_Article_
------------

Maybe you’ve heard of Glacier National Park through the gratuitously shared photos on social media outlets like Instagram and Pinterest, or maybe you’re a National Park geek like me and you salivate at the thought of this gorgeous park. Either way, this place continues to gain traction in popularity which is great for the economy but maybe not so great for amenities like paved roads. Enter the 2020/2021 Many Glacier Road Construction Project.
I live in Northwest Montana and I’ve been taking trips to Many Glacier for the last three summers, so I can tell you from personal experience that the road construction is much needed. Miles of slumps in the road and deep potholes, from heavy traffic and natural elements, make for a difficult drive into the Many Glacier Valley. The project is estimated to take two years and involves culvert replacement, drainage repairs, and resurfacing to ensure the new road has a greater chance of survival (1).
Arguably some of the juiciest views in Glacier are in the Many Glacier area. The hikes tend to be a bit more strenuous, but the views. Gasp. The views are absolutely worth the aching feet. And this year, the views will be worth the competitive edge needed for securing a parking spot. National Park officials are urging visitors to explore other areas of the park to help reduce congestion during the project, but if you just can’t stay away, they’ve released the following information as it relates to staying and playing in this area of the park:
- Many Glacier Road Construction Schedule:
- April 1, 2020 – May 17, 2020 and September 21, 2020 – December 16, 2020, the road will be closed to traffic. Period. Don’t make that long drive and then complain to construction workers about your lack of ability to plan effectively.

------------

_Given exercise 1_
Reproduce the rows verbatim, from the first row through the line containing "pixel 35 379", with both ends included.

------------

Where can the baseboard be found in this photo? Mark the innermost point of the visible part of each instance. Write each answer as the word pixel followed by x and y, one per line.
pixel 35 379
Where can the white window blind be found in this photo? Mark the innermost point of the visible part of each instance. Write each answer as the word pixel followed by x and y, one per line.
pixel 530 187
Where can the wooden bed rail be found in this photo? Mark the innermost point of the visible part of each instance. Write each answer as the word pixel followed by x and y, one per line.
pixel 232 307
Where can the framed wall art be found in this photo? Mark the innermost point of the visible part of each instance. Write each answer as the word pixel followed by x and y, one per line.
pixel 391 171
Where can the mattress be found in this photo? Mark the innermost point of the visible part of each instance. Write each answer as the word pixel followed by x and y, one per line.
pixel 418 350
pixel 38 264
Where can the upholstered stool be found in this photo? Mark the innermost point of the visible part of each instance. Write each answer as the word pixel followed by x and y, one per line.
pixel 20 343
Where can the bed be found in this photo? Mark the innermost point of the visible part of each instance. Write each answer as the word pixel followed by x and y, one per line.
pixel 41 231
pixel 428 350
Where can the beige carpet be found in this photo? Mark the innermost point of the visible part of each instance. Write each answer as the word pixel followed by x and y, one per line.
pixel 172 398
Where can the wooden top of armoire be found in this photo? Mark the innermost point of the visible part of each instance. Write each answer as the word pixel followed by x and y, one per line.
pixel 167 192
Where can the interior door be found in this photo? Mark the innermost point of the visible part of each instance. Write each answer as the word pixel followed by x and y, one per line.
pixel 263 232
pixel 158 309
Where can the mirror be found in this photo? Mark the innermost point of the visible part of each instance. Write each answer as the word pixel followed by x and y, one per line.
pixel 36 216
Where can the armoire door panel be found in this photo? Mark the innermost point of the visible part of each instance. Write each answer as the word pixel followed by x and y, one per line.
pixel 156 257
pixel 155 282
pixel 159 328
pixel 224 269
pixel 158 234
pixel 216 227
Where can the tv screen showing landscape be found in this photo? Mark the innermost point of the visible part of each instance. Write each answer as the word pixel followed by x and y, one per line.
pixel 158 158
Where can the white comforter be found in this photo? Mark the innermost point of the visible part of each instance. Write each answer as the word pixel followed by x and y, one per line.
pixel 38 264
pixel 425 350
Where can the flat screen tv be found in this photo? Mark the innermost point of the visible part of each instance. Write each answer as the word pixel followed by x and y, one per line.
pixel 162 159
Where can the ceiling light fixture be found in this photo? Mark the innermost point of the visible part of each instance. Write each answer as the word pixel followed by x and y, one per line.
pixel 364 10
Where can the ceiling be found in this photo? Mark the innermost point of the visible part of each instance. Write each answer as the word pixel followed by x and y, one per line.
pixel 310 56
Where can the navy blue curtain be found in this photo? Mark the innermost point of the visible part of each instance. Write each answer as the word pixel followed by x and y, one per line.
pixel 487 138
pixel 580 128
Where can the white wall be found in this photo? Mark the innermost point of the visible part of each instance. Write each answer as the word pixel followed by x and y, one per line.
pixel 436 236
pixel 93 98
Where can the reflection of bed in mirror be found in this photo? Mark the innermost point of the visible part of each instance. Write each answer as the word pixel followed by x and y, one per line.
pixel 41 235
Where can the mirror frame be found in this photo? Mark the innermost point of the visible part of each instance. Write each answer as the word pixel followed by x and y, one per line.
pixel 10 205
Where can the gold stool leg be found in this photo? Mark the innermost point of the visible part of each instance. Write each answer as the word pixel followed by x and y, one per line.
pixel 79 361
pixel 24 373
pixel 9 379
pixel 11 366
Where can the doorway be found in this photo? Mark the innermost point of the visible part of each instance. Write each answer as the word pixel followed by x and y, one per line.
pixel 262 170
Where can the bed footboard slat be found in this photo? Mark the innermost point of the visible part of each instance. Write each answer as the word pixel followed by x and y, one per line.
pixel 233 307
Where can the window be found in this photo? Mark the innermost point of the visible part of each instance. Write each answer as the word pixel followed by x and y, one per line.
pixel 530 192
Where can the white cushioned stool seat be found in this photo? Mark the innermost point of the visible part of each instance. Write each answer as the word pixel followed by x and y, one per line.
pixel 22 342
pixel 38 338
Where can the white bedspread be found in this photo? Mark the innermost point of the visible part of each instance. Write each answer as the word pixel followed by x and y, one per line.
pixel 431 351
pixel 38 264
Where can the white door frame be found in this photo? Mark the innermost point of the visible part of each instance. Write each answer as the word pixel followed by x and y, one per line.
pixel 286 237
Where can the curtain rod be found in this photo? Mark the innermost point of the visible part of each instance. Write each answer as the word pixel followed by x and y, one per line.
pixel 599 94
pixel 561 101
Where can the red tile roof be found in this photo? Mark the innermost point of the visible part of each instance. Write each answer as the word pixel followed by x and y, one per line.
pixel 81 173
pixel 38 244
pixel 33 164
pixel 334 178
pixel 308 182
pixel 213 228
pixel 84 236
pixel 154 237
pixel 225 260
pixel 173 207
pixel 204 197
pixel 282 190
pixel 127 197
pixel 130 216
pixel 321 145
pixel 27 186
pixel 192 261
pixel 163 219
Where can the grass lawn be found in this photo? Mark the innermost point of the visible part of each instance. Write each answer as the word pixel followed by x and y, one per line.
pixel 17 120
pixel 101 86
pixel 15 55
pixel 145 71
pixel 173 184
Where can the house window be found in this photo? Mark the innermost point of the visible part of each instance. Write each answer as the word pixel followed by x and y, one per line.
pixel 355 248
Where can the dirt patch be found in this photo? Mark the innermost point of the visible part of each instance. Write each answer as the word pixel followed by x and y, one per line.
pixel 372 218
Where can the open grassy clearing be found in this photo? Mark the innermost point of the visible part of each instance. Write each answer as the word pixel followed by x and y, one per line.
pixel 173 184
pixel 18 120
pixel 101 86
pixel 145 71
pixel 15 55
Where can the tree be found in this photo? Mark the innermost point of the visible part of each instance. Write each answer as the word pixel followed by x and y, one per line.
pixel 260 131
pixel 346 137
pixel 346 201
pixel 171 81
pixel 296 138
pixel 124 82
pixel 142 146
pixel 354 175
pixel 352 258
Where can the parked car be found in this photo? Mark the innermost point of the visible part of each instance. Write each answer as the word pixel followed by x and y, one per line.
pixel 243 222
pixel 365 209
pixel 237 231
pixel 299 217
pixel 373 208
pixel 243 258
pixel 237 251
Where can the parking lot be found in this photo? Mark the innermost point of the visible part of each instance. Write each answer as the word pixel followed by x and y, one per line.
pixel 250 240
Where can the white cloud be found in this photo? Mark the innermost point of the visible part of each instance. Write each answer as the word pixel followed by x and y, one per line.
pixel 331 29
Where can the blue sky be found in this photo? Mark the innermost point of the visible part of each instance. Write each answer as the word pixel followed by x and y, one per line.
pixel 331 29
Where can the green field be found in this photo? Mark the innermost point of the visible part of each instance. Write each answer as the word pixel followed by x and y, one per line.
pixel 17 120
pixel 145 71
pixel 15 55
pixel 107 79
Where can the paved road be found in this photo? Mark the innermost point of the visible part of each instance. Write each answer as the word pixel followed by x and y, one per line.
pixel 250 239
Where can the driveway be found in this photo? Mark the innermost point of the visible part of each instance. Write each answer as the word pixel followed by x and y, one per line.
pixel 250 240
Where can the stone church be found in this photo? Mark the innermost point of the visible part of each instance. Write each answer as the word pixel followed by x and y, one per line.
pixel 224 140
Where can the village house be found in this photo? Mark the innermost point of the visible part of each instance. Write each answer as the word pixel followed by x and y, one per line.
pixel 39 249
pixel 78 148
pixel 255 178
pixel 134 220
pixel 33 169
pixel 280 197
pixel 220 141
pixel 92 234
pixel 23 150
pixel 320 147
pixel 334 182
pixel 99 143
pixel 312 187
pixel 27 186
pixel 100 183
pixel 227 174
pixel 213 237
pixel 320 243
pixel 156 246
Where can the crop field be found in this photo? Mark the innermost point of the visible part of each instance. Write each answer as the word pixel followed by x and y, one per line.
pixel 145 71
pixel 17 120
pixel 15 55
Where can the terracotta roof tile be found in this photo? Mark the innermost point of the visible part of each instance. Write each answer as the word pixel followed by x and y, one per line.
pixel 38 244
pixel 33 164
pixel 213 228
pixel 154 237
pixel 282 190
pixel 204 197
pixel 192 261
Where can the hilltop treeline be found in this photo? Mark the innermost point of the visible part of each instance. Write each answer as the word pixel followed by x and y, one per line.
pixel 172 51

------------

_Given exercise 2_
Carry on the article about the Many Glacier road construction from its final sentence.

_Result 1_
Where can the baseboard be found in this photo? Mark the innermost point of the visible part of each instance. Write each answer as the word pixel followed by x and y, one per line.
pixel 35 379

_Result 2_
- May 18, 2020 – September 20, 2020, expect travel delays of 40+ minutes each way from Babb, Montana to the Many Glacier Hotel.
- If you find yourself traveling through the construction zone Monday through Friday between the hours of 10 P.M. and 5 A.M., expect delays up to (and possibly exceeding) three hours. The road is obviously the least busy in the middle of the night, so that’s when the bulk of this project will be worked on. Rather than trying to get an early start and visit Many Glacier in the morning, I recommend reserving a camping spot in advance for the night before you want to actually hike in the area. You’ll have less delays on the road and will have a designated parking spot at your campsite once you arrive. See “Camping Information” below.
- On “extremely busy days,” access to Many Glacier will be restricted until parking becomes available. Pack your patience, plan accordingly, and be kind to our hardworking construction crews.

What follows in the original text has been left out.